» **WHAT YOU WILL DO**: Recast each line of the items below as a Markdown table with two columns, Row and Line, numbering the rows and skipping any blank lines.

◆ ◆ ◆

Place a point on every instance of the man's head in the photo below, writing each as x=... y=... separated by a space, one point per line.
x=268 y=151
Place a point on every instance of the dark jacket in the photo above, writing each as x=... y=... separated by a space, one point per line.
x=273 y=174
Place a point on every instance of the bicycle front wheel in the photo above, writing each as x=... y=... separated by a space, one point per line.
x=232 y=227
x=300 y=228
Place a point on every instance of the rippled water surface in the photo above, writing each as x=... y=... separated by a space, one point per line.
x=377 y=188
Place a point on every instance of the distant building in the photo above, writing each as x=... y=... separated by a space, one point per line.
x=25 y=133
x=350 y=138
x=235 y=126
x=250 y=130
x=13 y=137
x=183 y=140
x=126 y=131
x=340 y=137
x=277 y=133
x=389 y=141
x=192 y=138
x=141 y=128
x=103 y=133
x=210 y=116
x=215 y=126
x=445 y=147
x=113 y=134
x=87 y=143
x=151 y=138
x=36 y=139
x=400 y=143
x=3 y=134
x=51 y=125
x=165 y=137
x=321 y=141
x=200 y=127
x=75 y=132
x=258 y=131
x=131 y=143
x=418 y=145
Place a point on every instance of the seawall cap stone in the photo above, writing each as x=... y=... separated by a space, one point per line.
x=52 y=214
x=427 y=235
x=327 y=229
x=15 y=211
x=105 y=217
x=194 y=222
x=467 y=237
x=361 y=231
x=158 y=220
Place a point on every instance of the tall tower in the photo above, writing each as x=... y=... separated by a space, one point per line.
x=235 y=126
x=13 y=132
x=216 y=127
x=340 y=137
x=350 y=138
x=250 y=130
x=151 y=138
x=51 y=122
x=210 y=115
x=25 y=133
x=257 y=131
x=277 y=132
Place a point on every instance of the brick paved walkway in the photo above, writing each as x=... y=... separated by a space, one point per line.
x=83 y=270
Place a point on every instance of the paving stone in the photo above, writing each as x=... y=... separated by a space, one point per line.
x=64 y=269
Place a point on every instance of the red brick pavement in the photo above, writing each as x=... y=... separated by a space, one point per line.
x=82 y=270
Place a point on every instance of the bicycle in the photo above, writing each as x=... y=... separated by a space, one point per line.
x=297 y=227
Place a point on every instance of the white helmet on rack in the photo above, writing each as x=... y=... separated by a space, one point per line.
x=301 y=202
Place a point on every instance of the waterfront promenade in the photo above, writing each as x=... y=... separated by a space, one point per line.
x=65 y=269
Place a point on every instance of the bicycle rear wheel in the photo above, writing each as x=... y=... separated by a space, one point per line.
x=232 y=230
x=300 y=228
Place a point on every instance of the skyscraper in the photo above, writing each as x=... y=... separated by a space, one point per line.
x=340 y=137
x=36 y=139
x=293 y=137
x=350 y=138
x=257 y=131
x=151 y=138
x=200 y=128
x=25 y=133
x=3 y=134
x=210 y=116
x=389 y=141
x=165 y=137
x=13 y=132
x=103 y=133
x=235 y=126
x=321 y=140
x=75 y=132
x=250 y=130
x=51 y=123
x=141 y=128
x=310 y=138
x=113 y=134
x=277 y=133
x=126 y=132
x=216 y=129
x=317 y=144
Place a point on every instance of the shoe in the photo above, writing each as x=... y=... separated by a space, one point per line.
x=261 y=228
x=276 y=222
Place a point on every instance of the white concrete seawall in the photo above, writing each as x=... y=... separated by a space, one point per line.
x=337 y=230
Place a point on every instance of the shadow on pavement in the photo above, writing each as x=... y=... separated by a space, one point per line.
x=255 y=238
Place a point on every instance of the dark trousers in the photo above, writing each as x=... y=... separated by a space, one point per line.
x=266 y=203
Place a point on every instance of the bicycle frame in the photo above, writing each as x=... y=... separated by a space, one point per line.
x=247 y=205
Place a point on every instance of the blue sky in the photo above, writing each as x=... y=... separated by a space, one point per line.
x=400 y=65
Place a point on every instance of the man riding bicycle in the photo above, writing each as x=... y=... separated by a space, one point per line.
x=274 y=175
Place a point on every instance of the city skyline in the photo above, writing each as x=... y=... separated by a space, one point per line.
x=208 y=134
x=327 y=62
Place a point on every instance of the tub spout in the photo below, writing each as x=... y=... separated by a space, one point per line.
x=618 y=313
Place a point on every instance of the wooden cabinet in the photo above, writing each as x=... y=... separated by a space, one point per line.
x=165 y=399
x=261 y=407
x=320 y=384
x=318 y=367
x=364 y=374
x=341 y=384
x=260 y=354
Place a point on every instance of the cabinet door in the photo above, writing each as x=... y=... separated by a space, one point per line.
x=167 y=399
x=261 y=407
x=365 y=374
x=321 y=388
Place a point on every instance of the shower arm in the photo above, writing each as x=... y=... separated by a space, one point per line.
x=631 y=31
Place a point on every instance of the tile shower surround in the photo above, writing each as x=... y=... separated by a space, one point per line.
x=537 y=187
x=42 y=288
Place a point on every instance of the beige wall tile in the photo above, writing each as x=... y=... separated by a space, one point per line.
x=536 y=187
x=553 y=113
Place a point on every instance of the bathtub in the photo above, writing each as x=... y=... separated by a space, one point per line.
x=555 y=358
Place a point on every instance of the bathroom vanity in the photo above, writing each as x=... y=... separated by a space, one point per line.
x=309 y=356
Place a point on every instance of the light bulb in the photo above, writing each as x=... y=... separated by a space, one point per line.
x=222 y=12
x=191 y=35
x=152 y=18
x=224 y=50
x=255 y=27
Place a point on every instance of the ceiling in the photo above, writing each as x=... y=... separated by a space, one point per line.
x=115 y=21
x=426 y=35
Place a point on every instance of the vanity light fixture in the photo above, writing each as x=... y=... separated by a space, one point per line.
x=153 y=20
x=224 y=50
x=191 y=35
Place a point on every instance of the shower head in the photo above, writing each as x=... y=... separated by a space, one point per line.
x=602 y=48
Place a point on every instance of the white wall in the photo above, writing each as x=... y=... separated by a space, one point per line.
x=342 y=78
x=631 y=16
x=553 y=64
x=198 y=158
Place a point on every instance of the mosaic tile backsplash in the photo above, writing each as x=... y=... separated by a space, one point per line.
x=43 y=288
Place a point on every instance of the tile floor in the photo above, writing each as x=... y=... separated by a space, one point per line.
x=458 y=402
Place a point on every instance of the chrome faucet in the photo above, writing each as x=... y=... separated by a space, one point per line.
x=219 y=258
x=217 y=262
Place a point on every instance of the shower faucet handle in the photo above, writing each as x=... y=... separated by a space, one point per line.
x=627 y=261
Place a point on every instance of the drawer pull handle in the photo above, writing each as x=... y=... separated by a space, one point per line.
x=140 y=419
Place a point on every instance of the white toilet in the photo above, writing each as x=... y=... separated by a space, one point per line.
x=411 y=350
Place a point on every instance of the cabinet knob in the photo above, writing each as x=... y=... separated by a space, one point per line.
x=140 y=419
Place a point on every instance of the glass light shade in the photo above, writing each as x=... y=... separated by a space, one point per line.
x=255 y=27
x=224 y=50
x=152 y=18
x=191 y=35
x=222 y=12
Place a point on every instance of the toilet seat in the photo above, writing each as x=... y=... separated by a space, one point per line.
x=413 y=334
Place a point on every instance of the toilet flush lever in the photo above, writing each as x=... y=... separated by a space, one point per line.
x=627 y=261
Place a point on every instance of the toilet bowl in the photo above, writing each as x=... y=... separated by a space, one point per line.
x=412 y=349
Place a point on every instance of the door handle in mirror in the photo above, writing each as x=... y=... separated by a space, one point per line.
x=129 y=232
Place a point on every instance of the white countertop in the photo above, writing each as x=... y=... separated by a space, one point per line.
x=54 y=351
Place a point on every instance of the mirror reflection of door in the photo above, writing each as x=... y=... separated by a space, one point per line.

◆ ◆ ◆

» **FINISHED EXERCISE**:
| Row | Line |
|---|---|
| 1 | Place a point on every instance of the man's head in the photo below, writing each as x=... y=... separated by a space, one point per line. |
| 2 | x=268 y=151 |
| 3 | Place a point on every instance of the dark jacket in the photo above, writing each as x=... y=... separated by a space, one point per line. |
| 4 | x=273 y=174 |
| 5 | Place a point on every instance of the bicycle front wheel in the photo above, writing each as x=... y=... separated by a space, one point per line. |
| 6 | x=232 y=227 |
| 7 | x=300 y=228 |
| 8 | Place a point on every instance of the rippled water surface in the photo above, writing each as x=... y=... separated by a space, one point per line. |
| 9 | x=377 y=188 |
| 10 | Place a point on every instance of the distant building in the photo above, writing each as x=... y=... separated by a space, one point per line. |
| 11 | x=25 y=133 |
| 12 | x=350 y=138 |
| 13 | x=235 y=126 |
| 14 | x=250 y=130 |
| 15 | x=13 y=137 |
| 16 | x=183 y=140 |
| 17 | x=126 y=131 |
| 18 | x=340 y=137 |
| 19 | x=277 y=133 |
| 20 | x=389 y=141 |
| 21 | x=192 y=138 |
| 22 | x=141 y=128 |
| 23 | x=103 y=133 |
| 24 | x=210 y=116 |
| 25 | x=215 y=126 |
| 26 | x=445 y=147 |
| 27 | x=113 y=134 |
| 28 | x=87 y=143 |
| 29 | x=151 y=138 |
| 30 | x=36 y=139 |
| 31 | x=400 y=143 |
| 32 | x=3 y=134 |
| 33 | x=51 y=125 |
| 34 | x=165 y=137 |
| 35 | x=321 y=141 |
| 36 | x=200 y=127 |
| 37 | x=75 y=132 |
| 38 | x=258 y=131 |
| 39 | x=131 y=143 |
| 40 | x=418 y=145 |
| 41 | Place a point on every instance of the seawall cap stone in the photo above, writing each as x=... y=... separated by a space, one point per line. |
| 42 | x=52 y=214 |
| 43 | x=427 y=235 |
| 44 | x=327 y=229 |
| 45 | x=15 y=211 |
| 46 | x=105 y=217 |
| 47 | x=194 y=222 |
| 48 | x=467 y=237 |
| 49 | x=361 y=231 |
| 50 | x=158 y=220 |
| 51 | Place a point on every instance of the tall tower in the photo above, writing each as x=... y=... separated by a space, one point per line. |
| 52 | x=235 y=126 |
| 53 | x=13 y=132 |
| 54 | x=216 y=127 |
| 55 | x=340 y=137 |
| 56 | x=350 y=138 |
| 57 | x=250 y=130 |
| 58 | x=151 y=138 |
| 59 | x=51 y=122 |
| 60 | x=210 y=115 |
| 61 | x=25 y=133 |
| 62 | x=257 y=131 |
| 63 | x=277 y=132 |
| 64 | Place a point on every instance of the brick paved walkway in the photo above, writing each as x=... y=... separated by a space, one point per line. |
| 65 | x=83 y=270 |
| 66 | Place a point on every instance of the paving stone in the photo above, writing each as x=... y=... separated by a space, one point per line. |
| 67 | x=64 y=269 |
| 68 | Place a point on every instance of the red brick pavement in the photo above, writing each as x=... y=... separated by a space, one point per line. |
| 69 | x=82 y=270 |
| 70 | Place a point on every instance of the bicycle in the photo above, writing each as x=... y=... separated by a space, one point per line. |
| 71 | x=297 y=227 |
| 72 | Place a point on every instance of the white helmet on rack in the photo above, writing each as x=... y=... separated by a space, one point per line. |
| 73 | x=301 y=202 |
| 74 | Place a point on every instance of the waterfront promenade in the photo above, writing each as x=... y=... separated by a space, one point per line. |
| 75 | x=65 y=269 |
| 76 | Place a point on every instance of the bicycle rear wheel in the photo above, writing each as x=... y=... separated by a space, one point per line. |
| 77 | x=232 y=230 |
| 78 | x=300 y=228 |
| 79 | Place a point on every instance of the skyscraper in the photo above, writing each as x=... y=... separated by a space, one point per line. |
| 80 | x=340 y=137 |
| 81 | x=36 y=139 |
| 82 | x=293 y=137 |
| 83 | x=350 y=138 |
| 84 | x=257 y=131 |
| 85 | x=151 y=138 |
| 86 | x=200 y=128 |
| 87 | x=25 y=133 |
| 88 | x=3 y=134 |
| 89 | x=210 y=116 |
| 90 | x=389 y=141 |
| 91 | x=165 y=137 |
| 92 | x=13 y=132 |
| 93 | x=103 y=133 |
| 94 | x=235 y=126 |
| 95 | x=321 y=140 |
| 96 | x=75 y=132 |
| 97 | x=250 y=130 |
| 98 | x=51 y=123 |
| 99 | x=141 y=128 |
| 100 | x=310 y=138 |
| 101 | x=113 y=134 |
| 102 | x=277 y=133 |
| 103 | x=126 y=132 |
| 104 | x=216 y=129 |
| 105 | x=317 y=144 |
| 106 | Place a point on every instance of the shoe in the photo above, writing each as x=... y=... separated by a space, one point per line. |
| 107 | x=261 y=228 |
| 108 | x=276 y=222 |
| 109 | Place a point on every instance of the white concrete seawall in the photo above, writing each as x=... y=... separated by a space, one point per line. |
| 110 | x=337 y=230 |
| 111 | Place a point on every instance of the shadow on pavement in the photo above, writing each as x=... y=... separated by a space, one point per line. |
| 112 | x=255 y=238 |
| 113 | Place a point on every instance of the dark trousers in the photo above, writing each as x=... y=... separated by a space, one point per line. |
| 114 | x=266 y=203 |
| 115 | Place a point on every instance of the bicycle frame in the photo above, writing each as x=... y=... separated by a space, one point per line. |
| 116 | x=247 y=205 |
| 117 | Place a point on every instance of the blue sky in the photo above, writing each as x=... y=... separated by a space, one point per line. |
| 118 | x=400 y=65 |
| 119 | Place a point on every instance of the man riding bicycle in the photo above, writing each as x=... y=... separated by a space, one point per line. |
| 120 | x=274 y=175 |
| 121 | Place a point on every instance of the city skyline in the photo above, writing each as x=... y=... separated by a space, one point per line. |
| 122 | x=208 y=134 |
| 123 | x=327 y=62 |
| 124 | Place a point on every instance of the tub spout in the photo below, writing each as x=... y=... separated by a space, one point per line. |
| 125 | x=618 y=313 |
| 126 | Place a point on every instance of the wooden cabinet in the photo above, writing each as x=... y=... separated by a space, one point per line. |
| 127 | x=165 y=399 |
| 128 | x=261 y=407 |
| 129 | x=320 y=384 |
| 130 | x=318 y=367 |
| 131 | x=364 y=374 |
| 132 | x=341 y=384 |
| 133 | x=260 y=354 |
| 134 | Place a point on every instance of the cabinet door in the photo above, writing each as x=... y=... separated by a space, one point per line. |
| 135 | x=167 y=399 |
| 136 | x=261 y=407 |
| 137 | x=365 y=374 |
| 138 | x=321 y=388 |
| 139 | Place a point on every instance of the shower arm in the photo above, writing each as x=... y=... separated by a space, one point per line. |
| 140 | x=631 y=31 |
| 141 | Place a point on every instance of the tile shower surround in the photo above, writing each as x=... y=... separated by a space, one point per line. |
| 142 | x=537 y=187 |
| 143 | x=42 y=288 |
| 144 | Place a point on every instance of the beige wall tile in the photo above, writing each as x=... y=... separated by a space, one point per line. |
| 145 | x=536 y=187 |
| 146 | x=553 y=113 |
| 147 | Place a point on every instance of the bathtub in the photo above, writing each as x=... y=... separated by a space, one point per line. |
| 148 | x=555 y=358 |
| 149 | Place a point on every instance of the bathroom vanity in the photo above, writing each as x=... y=... separated by a space, one point per line. |
| 150 | x=309 y=356 |
| 151 | Place a point on every instance of the light bulb in the photo above, writing each as x=... y=... separated by a space, one point per line. |
| 152 | x=222 y=12 |
| 153 | x=191 y=35 |
| 154 | x=152 y=18 |
| 155 | x=224 y=50 |
| 156 | x=255 y=27 |
| 157 | Place a point on every instance of the ceiling in the photo above, writing each as x=... y=... separated by a space, one point per line. |
| 158 | x=115 y=21 |
| 159 | x=426 y=35 |
| 160 | Place a point on every instance of the vanity light fixture in the photo above, writing each as x=... y=... separated by a space, one point per line. |
| 161 | x=153 y=20 |
| 162 | x=224 y=50 |
| 163 | x=191 y=35 |
| 164 | Place a point on every instance of the shower head in the photo above, writing each as x=... y=... separated by a space, one point per line. |
| 165 | x=602 y=48 |
| 166 | Place a point on every instance of the white wall in the photo above, writing each as x=... y=... separated by a space, one point per line. |
| 167 | x=342 y=78 |
| 168 | x=631 y=16 |
| 169 | x=553 y=64 |
| 170 | x=198 y=158 |
| 171 | Place a point on every instance of the mosaic tile backsplash in the photo above, writing each as x=... y=... separated by a space, one point per line. |
| 172 | x=43 y=288 |
| 173 | Place a point on every instance of the tile floor in the photo above, writing each as x=... y=... separated by a space, one point per line. |
| 174 | x=458 y=402 |
| 175 | Place a point on every instance of the chrome faucet in the photo above, writing each as x=... y=... separated by a space, one point per line. |
| 176 | x=219 y=258 |
| 177 | x=217 y=262 |
| 178 | Place a point on every instance of the shower faucet handle in the photo above, writing each as x=... y=... separated by a space, one point per line. |
| 179 | x=627 y=261 |
| 180 | Place a point on every instance of the drawer pull handle in the photo above, writing each as x=... y=... separated by a space, one point per line. |
| 181 | x=140 y=419 |
| 182 | Place a point on every instance of the white toilet in the photo above, writing each as x=... y=... separated by a space, one point per line. |
| 183 | x=411 y=350 |
| 184 | Place a point on every instance of the cabinet knob in the photo above, writing each as x=... y=... separated by a space, one point per line. |
| 185 | x=140 y=419 |
| 186 | Place a point on every instance of the glass light shade in the photo above, writing each as x=... y=... separated by a space, one point per line. |
| 187 | x=255 y=27 |
| 188 | x=224 y=50 |
| 189 | x=152 y=18 |
| 190 | x=191 y=35 |
| 191 | x=222 y=12 |
| 192 | Place a point on every instance of the toilet seat in the photo above, writing each as x=... y=... separated by a space, one point per line. |
| 193 | x=413 y=334 |
| 194 | Place a point on every instance of the toilet flush lever in the photo above, writing each as x=... y=... separated by a space, one point per line. |
| 195 | x=627 y=261 |
| 196 | Place a point on every instance of the toilet bowl in the photo above, writing each as x=... y=... separated by a space, one point per line. |
| 197 | x=412 y=349 |
| 198 | Place a point on every instance of the door handle in mirror in the photo above, writing each as x=... y=... separated by a space, one point per line. |
| 199 | x=129 y=232 |
| 200 | Place a point on every instance of the white countertop in the photo above, writing each as x=... y=... separated by a space, one point per line. |
| 201 | x=54 y=351 |
| 202 | Place a point on every instance of the mirror reflection of door in the photo above, writing each as x=... y=... separated by a space, one point per line. |